### Tarefa proposta 1:
Reproduza palavra por palavra as linhas dos dados do exercício, começando pela que contém "Can you see the arched" e indo até a última linha desses dados, ambas incluídas.

### Texto de origem:
● ● ●

Pedro Cardoso não se conforma. Sua verborragia alia o “dedo na ferida” do “sempre indignado” cartunista Henfil, para quem “o verdadeiro humor dá um soco no fígado de quem oprime”, com a obstinação em curá-la do ex-presidente uruguaio Pepe Mujica, que vaticinou que “o impossível custa um pouco mais, e derrotados são só aqueles que baixam os braços e se rendem”.
Sem nunca edulcorar essa pílula, o ator carioca, conhecido pelo grande público como eterno intérprete do personagem Agostinho em “A Grande Família” (2001-2014), ecoa os ensinamentos de ambos em frases que revelam uma perspectiva particular do mundo e que encontraram abrigo no livro de crônicas “Dias Sem Glória”, publicado em parceria com Aquiles Argolo pela Barraco Editorial de Wesley Barbosa, dois homens negros e periféricos em busca do complexo lugar ao sol.
“Quando Wesley sugeriu publicar um livro de crônicas minhas e do Argolo fiquei radiante. Me senti rodeado de novos e improváveis amigos pelas claustrofóbicas circunstâncias da sociedade brasileira. Neste país cujos sortudos que nascem na porção rica da sociedade insistem em negar oportunidade aos que não tiveram a mesma chance, eu me sinto privilegiado de compartilhar com Aquiles e Wesley um convívio inesperado, um espaço de expressão comum, um livro, digno e honesto empreendimento comercial de nós três”, inicia Cardoso, feliz pela “honra de participar de uma tentativa de a pobreza brasileira produzir riqueza por si mesma e para si mesma”.

● ● ●

### Dados do exercício:
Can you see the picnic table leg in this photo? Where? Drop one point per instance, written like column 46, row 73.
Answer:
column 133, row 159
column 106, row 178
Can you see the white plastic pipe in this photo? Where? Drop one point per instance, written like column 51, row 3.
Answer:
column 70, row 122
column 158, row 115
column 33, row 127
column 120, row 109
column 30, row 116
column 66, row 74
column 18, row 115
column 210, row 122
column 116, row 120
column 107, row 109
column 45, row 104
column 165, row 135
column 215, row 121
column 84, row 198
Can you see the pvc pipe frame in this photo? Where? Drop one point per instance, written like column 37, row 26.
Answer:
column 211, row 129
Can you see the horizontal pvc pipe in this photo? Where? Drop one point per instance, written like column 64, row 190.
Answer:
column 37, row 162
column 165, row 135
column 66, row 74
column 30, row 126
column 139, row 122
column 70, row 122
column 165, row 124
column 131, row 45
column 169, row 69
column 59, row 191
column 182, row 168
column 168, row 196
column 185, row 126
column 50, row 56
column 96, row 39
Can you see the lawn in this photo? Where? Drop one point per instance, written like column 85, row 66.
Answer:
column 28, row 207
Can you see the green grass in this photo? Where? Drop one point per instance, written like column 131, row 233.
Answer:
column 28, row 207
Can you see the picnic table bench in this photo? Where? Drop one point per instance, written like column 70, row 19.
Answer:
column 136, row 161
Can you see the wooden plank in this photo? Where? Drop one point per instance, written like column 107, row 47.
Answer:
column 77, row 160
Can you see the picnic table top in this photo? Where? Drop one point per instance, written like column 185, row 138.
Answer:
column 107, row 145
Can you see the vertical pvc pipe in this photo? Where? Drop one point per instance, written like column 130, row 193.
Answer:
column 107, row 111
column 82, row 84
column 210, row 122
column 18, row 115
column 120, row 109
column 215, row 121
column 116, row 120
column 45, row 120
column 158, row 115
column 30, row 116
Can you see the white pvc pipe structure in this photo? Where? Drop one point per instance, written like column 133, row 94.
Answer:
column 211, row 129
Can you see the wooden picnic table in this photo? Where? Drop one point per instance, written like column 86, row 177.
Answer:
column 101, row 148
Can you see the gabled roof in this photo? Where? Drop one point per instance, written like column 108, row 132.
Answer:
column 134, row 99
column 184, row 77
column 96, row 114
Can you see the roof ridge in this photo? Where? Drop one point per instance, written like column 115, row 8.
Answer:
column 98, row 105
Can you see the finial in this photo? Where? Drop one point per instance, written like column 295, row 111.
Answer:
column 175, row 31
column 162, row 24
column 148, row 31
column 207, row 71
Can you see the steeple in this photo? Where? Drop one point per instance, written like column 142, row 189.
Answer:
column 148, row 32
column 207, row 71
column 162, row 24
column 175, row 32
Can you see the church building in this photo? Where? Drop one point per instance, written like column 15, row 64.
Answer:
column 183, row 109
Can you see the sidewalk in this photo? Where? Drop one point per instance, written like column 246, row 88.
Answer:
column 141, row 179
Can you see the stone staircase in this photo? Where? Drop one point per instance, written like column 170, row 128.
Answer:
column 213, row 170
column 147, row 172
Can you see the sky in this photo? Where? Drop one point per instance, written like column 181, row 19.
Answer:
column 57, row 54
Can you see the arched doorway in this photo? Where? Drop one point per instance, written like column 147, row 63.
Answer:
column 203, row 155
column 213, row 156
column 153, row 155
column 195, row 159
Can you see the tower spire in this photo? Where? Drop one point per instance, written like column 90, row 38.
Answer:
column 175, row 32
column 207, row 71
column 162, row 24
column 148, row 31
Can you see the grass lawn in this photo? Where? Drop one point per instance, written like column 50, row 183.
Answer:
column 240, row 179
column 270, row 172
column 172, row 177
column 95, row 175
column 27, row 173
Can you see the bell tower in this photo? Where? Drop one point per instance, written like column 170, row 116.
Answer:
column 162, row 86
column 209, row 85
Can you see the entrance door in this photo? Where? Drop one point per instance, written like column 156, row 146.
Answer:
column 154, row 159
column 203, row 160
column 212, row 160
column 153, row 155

● ● ●

### Tarefa proposta 2:
Dê continuidade ao texto de origem sobre o livro de crônicas de Pedro Cardoso a partir do ponto em que ele termina.

### Resultado da tarefa 1:
Can you see the arched doorway in this photo? Where? Drop one point per instance, written like column 147, row 63.
Answer:
column 203, row 155
column 213, row 156
column 153, row 155
column 195, row 159
Can you see the tower spire in this photo? Where? Drop one point per instance, written like column 90, row 38.
Answer:
column 175, row 32
column 207, row 71
column 162, row 24
column 148, row 31
Can you see the grass lawn in this photo? Where? Drop one point per instance, written like column 50, row 183.
Answer:
column 240, row 179
column 270, row 172
column 172, row 177
column 95, row 175
column 27, row 173
Can you see the bell tower in this photo? Where? Drop one point per instance, written like column 170, row 116.
Answer:
column 162, row 86
column 209, row 85
Can you see the entrance door in this photo? Where? Drop one point per instance, written like column 156, row 146.
Answer:
column 154, row 159
column 203, row 160
column 212, row 160
column 153, row 155

### Resultado da tarefa 2:
“Não acredito que os endinheirados brasileiros estenderão a mão àqueles de cuja pobreza depende a riqueza deles. A pobreza brasileira só tem uma chance, que é criar uma economia própria. A Barraco é uma tentativa de publicar livros de boa qualidade para o consumo de quem não tem uma livraria no seu bairro”, complementa.
O ator conjuga expressões de otimismo como “imensa alegria” e “esperança” ao afirmar que acredita “estar contribuindo para atenuar as desigualdades deste nosso país tão injusto”, o que referenda seu “sonho de vir a ser lido por quem, pela cisão histórica da nossa sociedade, talvez jamais viesse a conhecer” seus textos. Quando começou a escrever crônicas sobre política, Cardoso já havia se mudado para Cascais, no interior de Portugal, onde reside até hoje. Mas a distância geográfica não aliviou suas angústias com o país de origem, pelo contrário.
“Escrevi por desespero de impotência diante de um futuro que parecia ser inevitável. E foi. E ainda parece querer durar. Era, e ainda é, preciso entender o que vai na alma dos desalmados, dos torturadores, dos delirantes, dos rancorosos, dos frustrados, dos racistas. É preciso entender para ter argumentos de os rejeitar. Foi em busca de argumentos para me opor ao fascismo que eu comecei a escrever. Não sou escritor”, assegura o ator e roteirista.
Nesse exercício de compreensão diante da “ascensão da última vaga do eterno fascismo brasileiro”, escrever foi essencial para o artista. “O fascismo, nome de origem histórica porém hoje usado de modo genérico para designar movimentos autoritários de diferentes ideologias mas que guardam semelhanças com a violência do fascismo original, é uma ameaça à civilidade. Eu vivi o fim formal da última ditadura militar e logo percebi que outra estava sendo urdida. E estava, hoje está comprovado”, constata.
Sem “vaidades literárias”, o ator investe na “precisão em dizer” o que lhe ocorre. “Eu escrevo num impulso de indignação a partir das notícias que leio em diversos jornais pela manhã”, confirma ele, ciente de que “cada arte atinge o ser humano de um modo”.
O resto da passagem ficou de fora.